◆ THE REQUEST: Output exactly the lines that run from the line with "indicate the beige" to the end of the material, both ends included, and no other lines.

◆ LISTING:
★ ★ ★ ★

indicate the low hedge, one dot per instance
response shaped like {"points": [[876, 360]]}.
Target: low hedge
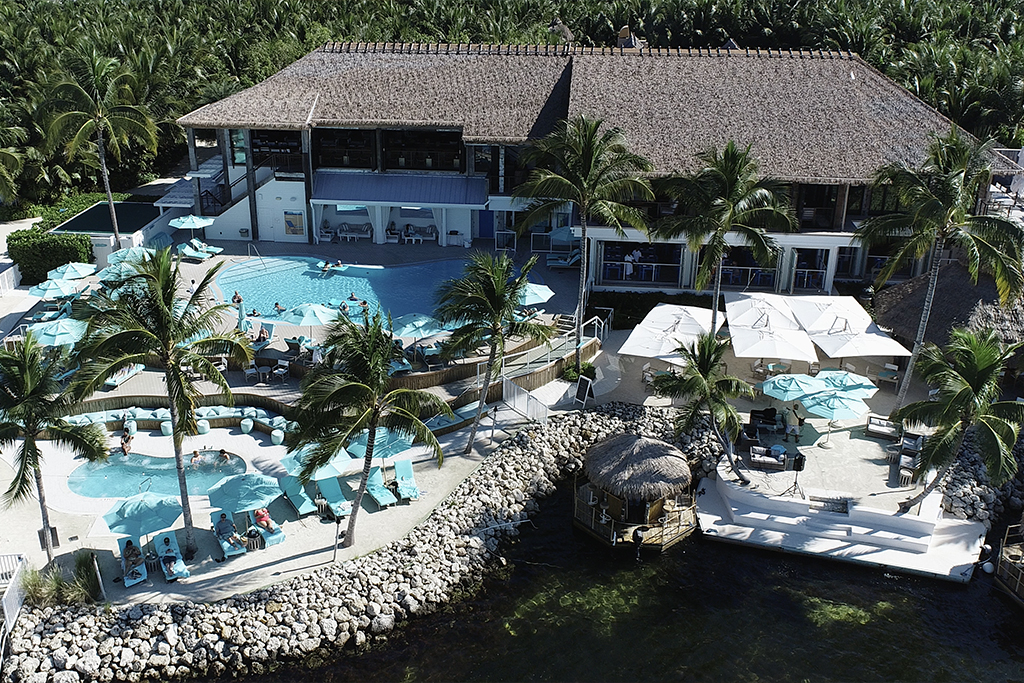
{"points": [[37, 253]]}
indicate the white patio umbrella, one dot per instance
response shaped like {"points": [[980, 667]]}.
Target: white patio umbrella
{"points": [[768, 343], [665, 329]]}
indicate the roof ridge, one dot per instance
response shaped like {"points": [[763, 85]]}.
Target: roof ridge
{"points": [[557, 50]]}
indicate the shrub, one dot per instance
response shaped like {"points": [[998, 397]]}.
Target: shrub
{"points": [[37, 253]]}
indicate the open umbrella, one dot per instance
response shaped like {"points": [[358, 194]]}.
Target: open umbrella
{"points": [[64, 332], [792, 387], [54, 289], [534, 294], [72, 271], [141, 514], [244, 492]]}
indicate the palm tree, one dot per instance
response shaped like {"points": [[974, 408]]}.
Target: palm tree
{"points": [[967, 373], [592, 169], [726, 197], [938, 203], [150, 321], [707, 388], [97, 102], [348, 392], [33, 407], [483, 304]]}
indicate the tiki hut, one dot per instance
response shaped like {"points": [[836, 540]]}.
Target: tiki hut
{"points": [[636, 492]]}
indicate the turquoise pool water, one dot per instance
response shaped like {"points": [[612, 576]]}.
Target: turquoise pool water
{"points": [[291, 281], [122, 476]]}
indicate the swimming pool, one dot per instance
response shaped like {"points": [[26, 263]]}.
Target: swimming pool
{"points": [[122, 475], [291, 281]]}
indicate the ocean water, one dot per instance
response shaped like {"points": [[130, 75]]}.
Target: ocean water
{"points": [[571, 610]]}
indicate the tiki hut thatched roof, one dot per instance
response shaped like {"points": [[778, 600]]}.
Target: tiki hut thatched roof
{"points": [[958, 303], [811, 117], [637, 467]]}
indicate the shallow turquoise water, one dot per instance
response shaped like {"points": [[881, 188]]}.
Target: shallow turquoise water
{"points": [[291, 281], [122, 475], [571, 610]]}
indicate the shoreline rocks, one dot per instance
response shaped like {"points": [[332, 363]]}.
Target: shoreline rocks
{"points": [[345, 606]]}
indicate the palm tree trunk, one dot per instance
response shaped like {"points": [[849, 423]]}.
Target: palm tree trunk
{"points": [[179, 465], [919, 343], [101, 150], [47, 541], [729, 455], [368, 462], [581, 306], [483, 395]]}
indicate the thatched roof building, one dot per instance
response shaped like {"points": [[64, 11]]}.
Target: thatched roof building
{"points": [[958, 303], [812, 117], [637, 468]]}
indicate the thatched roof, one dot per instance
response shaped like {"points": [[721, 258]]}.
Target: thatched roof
{"points": [[958, 303], [811, 117], [637, 467]]}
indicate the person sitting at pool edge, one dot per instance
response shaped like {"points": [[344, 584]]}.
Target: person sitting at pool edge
{"points": [[225, 531]]}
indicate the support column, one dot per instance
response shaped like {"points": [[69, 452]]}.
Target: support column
{"points": [[251, 185]]}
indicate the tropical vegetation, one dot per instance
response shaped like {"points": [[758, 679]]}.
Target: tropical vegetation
{"points": [[482, 303], [151, 319], [726, 197], [967, 408], [707, 389], [347, 392], [938, 203], [33, 406], [593, 170]]}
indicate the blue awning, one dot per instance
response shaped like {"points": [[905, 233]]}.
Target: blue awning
{"points": [[399, 188]]}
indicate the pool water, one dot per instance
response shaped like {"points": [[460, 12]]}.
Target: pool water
{"points": [[122, 475], [292, 281]]}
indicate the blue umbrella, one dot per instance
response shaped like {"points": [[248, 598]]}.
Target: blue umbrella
{"points": [[142, 514], [792, 387], [64, 332], [54, 289], [244, 492], [72, 271]]}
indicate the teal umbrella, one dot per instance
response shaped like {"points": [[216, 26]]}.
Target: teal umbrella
{"points": [[142, 514], [792, 387], [129, 255], [244, 492], [72, 271], [54, 289], [118, 272], [64, 332]]}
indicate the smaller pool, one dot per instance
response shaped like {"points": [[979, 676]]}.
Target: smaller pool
{"points": [[122, 475]]}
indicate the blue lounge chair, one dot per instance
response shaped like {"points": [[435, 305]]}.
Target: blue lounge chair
{"points": [[375, 486], [408, 491], [337, 500], [199, 245], [225, 546], [190, 254], [269, 538], [296, 495], [131, 577], [178, 569]]}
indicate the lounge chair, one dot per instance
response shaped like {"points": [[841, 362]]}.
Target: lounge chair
{"points": [[131, 577], [225, 547], [295, 494], [377, 491], [179, 570], [190, 254], [408, 491], [269, 538], [337, 500], [199, 245]]}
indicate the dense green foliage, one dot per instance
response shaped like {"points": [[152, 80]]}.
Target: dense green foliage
{"points": [[37, 253], [965, 58]]}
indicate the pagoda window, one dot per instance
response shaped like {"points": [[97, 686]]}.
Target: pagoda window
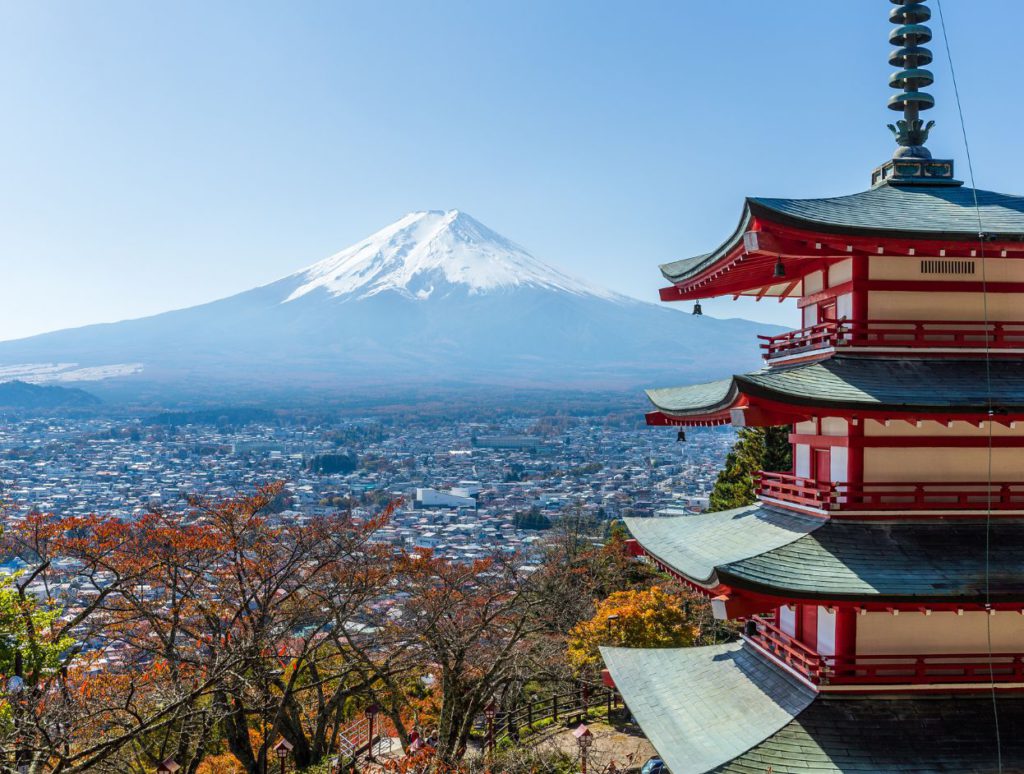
{"points": [[787, 619], [808, 633], [825, 644]]}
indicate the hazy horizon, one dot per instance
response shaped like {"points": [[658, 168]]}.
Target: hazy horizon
{"points": [[163, 157]]}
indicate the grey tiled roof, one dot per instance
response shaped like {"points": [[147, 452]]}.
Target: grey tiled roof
{"points": [[921, 211], [908, 212], [893, 562], [723, 710], [695, 545], [901, 735], [695, 397], [701, 707], [764, 550], [927, 385]]}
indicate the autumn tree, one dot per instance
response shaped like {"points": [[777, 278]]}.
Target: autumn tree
{"points": [[636, 618], [467, 625], [194, 630]]}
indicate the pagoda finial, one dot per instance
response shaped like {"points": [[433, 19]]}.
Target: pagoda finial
{"points": [[911, 164], [911, 131]]}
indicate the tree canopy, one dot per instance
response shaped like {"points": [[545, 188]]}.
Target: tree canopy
{"points": [[756, 448], [635, 618]]}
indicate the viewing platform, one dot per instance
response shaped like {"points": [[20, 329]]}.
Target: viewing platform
{"points": [[931, 497], [883, 670], [888, 335]]}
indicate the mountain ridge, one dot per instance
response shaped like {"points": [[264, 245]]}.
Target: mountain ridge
{"points": [[434, 298]]}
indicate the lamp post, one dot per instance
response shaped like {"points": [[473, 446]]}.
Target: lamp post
{"points": [[372, 713], [283, 748], [584, 738], [489, 712]]}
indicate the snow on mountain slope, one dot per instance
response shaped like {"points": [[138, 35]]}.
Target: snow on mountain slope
{"points": [[433, 299], [426, 254]]}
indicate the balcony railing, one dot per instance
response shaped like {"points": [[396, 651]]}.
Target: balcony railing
{"points": [[895, 333], [885, 670], [786, 649], [918, 670], [796, 489], [894, 496]]}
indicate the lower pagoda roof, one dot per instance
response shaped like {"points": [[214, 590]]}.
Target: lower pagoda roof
{"points": [[725, 710], [855, 383], [700, 707], [764, 550]]}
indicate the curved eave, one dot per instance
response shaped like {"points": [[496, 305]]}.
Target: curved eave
{"points": [[696, 546], [701, 707], [677, 271], [705, 403], [996, 228], [768, 552], [845, 385], [900, 214], [891, 734]]}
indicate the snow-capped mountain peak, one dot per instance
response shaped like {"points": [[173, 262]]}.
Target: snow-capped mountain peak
{"points": [[425, 254]]}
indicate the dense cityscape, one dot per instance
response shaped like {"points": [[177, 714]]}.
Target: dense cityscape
{"points": [[466, 486]]}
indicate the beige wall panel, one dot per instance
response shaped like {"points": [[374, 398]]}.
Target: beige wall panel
{"points": [[906, 267], [938, 633], [952, 306], [927, 464], [933, 429], [813, 283], [841, 272]]}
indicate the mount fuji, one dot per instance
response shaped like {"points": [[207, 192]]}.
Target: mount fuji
{"points": [[434, 299]]}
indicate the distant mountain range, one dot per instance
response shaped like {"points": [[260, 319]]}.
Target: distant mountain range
{"points": [[23, 395], [434, 299]]}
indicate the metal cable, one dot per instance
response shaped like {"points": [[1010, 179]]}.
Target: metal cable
{"points": [[988, 387]]}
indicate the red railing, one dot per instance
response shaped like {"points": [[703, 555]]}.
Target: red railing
{"points": [[884, 670], [792, 652], [820, 336], [918, 670], [887, 496], [797, 489], [896, 333], [933, 496]]}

★ ★ ★ ★

◆ ANSWER FOR THE TASK:
indicate the beige wall panel, one dot per instance
response shaped like {"points": [[374, 398]]}.
Target: beige wall panel
{"points": [[906, 267], [938, 633], [952, 306], [927, 464], [933, 429], [813, 283], [841, 272]]}
indicate the mount fuji, one dot per instance
response shaped like {"points": [[207, 192]]}.
Target: mount fuji
{"points": [[434, 299]]}
indicate the distant mountain range, one dot per instance
response shaped like {"points": [[260, 319]]}.
Target: distant mountain range
{"points": [[23, 395], [434, 299]]}
indicate the metal cable, one dot per instance
response shaped like {"points": [[1010, 179]]}.
Target: metal cable
{"points": [[988, 387]]}
indicate the red railing, one dot per instance
response shaped like {"points": [[703, 555]]}.
Target: red railing
{"points": [[884, 670], [792, 652], [820, 336], [918, 670], [887, 496], [797, 489], [896, 333], [933, 496]]}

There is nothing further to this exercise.